What to work on: Copy every entry below word for word, and leave the picture out of your copy.

Data supplied:
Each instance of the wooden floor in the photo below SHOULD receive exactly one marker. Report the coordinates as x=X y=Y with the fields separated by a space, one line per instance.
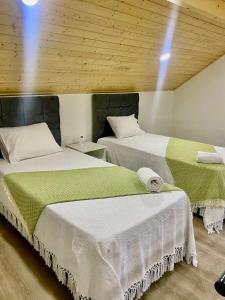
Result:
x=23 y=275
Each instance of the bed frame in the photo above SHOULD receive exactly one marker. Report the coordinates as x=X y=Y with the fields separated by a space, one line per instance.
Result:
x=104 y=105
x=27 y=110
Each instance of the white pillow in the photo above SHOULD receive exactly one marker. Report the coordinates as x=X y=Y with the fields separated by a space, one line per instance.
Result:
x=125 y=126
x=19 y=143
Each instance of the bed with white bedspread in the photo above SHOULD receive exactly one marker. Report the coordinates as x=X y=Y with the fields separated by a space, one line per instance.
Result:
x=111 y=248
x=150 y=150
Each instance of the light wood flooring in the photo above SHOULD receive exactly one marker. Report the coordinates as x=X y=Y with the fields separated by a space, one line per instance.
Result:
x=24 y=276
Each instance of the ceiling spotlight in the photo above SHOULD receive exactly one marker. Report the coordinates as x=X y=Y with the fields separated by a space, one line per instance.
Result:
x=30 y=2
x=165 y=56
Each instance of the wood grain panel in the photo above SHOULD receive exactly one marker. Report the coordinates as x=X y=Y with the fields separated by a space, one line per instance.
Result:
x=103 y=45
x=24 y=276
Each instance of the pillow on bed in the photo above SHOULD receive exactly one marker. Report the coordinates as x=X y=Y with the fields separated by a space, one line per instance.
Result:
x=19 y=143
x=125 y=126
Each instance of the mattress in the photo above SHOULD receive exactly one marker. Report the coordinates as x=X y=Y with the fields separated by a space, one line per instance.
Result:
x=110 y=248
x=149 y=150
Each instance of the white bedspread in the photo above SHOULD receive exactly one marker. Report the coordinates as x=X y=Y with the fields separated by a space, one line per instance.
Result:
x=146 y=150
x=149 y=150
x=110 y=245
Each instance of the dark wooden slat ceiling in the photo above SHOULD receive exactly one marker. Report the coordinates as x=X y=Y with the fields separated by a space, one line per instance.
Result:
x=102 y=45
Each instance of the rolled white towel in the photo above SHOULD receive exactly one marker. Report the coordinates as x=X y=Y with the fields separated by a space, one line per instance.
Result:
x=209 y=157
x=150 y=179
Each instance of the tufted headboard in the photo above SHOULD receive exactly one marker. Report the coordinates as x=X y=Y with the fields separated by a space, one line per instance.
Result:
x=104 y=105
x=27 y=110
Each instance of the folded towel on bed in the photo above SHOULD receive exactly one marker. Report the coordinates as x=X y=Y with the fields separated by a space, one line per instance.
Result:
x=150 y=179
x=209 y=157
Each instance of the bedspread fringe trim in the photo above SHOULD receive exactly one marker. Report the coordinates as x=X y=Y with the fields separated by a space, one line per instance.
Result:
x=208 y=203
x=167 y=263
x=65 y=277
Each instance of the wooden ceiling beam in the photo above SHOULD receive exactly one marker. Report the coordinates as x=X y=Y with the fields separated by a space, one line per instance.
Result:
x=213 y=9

Exercise answer:
Each instance of the wooden floor in the photo below SHOULD receive exactly one marker. Report the coordinates as x=X y=Y with the fields separated by a space, one line per instance.
Result:
x=23 y=275
Each instance of the bed frame in the photo above SHOULD receive exactly one marker. Report the coordinates as x=X y=Y with the fields separated by a space, one line per instance.
Result:
x=104 y=105
x=27 y=110
Each instance of the white pillow in the photo above SHOULD receive exactly one marker. Report the coordinates as x=X y=Y with the fields separated by a space, one line per instance.
Result:
x=125 y=126
x=19 y=143
Each instance of the bed with white bedspread in the photo above SHOULD receive exactly one marker. Report the coordinates as x=X y=Y with the fields separated by a space, one line per instance.
Result:
x=111 y=248
x=150 y=150
Each instance of the light wood flooring in the photo above SHOULD receive exactly one marker. Report the coordinates as x=X y=Y with the fields separated by a space, one line per instance.
Result:
x=24 y=276
Each instance of the ceiling spotlight in the photo above SHOULD receive exactly one marker. Report the coordinates as x=X y=Y with the fields separated by a space, one line per instance.
Result:
x=30 y=2
x=165 y=56
Each instance of the wood grain panel in the photo above SHOULD receive exactly one marker. Report the coordinates as x=X y=Y with the fields separated by a space, one line per instance.
Result:
x=103 y=45
x=24 y=276
Each instance of the pillow on bed in the photo above SHOULD receive exactly one marker. Report the coordinates as x=X y=Y with the fields separated by a space, one line per instance.
Result:
x=19 y=143
x=125 y=126
Each instance of the mattress in the photo above SHOULD receive exactly one marker. Report the coordinates as x=X y=Y with the fields separated by a space, one line per instance.
Result:
x=110 y=248
x=149 y=150
Each instance of the white bedspread in the photo above SHOULD receive exactly one marker. Report the coordinates as x=X y=Y with the fields separated by a space, one line per instance.
Result:
x=146 y=150
x=149 y=150
x=110 y=245
Each instance of the dark wooden slat ceiling in the photo above SHOULD receive exactly one marker. Report the coordinates as x=X y=Y with the fields separated by a space, one line per instance.
Result:
x=102 y=45
Each instance of the rolled white towel in the photo above SHOULD receive exactly one marker. Report the coordinates as x=X y=Y with the fields separated by a space, one line per instance.
Result:
x=209 y=157
x=150 y=179
Each instance of the tufted headboard in the photo above SHOULD receive exactly one marker. Report the coordinates as x=X y=Y with the fields separated by a space, one line per instance.
Result:
x=104 y=105
x=27 y=110
Each instance of the folded towel on bed in the photo above SHOULD receive exactly one marker. Report the coordinates as x=X y=Y with the fields separated by a space, one line per instance.
Result:
x=150 y=179
x=209 y=157
Each instance of the bedspread fringe trim in the photo above SHOULD receive exactly one marker. Report the coordinates as x=X y=Y with the fields separated by a space, one line per instance.
Result:
x=208 y=203
x=167 y=263
x=65 y=277
Each instance of the wooden ceiling beam in the photo above SHOULD receive exactly one marker. Report the coordinates as x=X y=Y with the fields separated by a space, one line per instance.
Result:
x=213 y=9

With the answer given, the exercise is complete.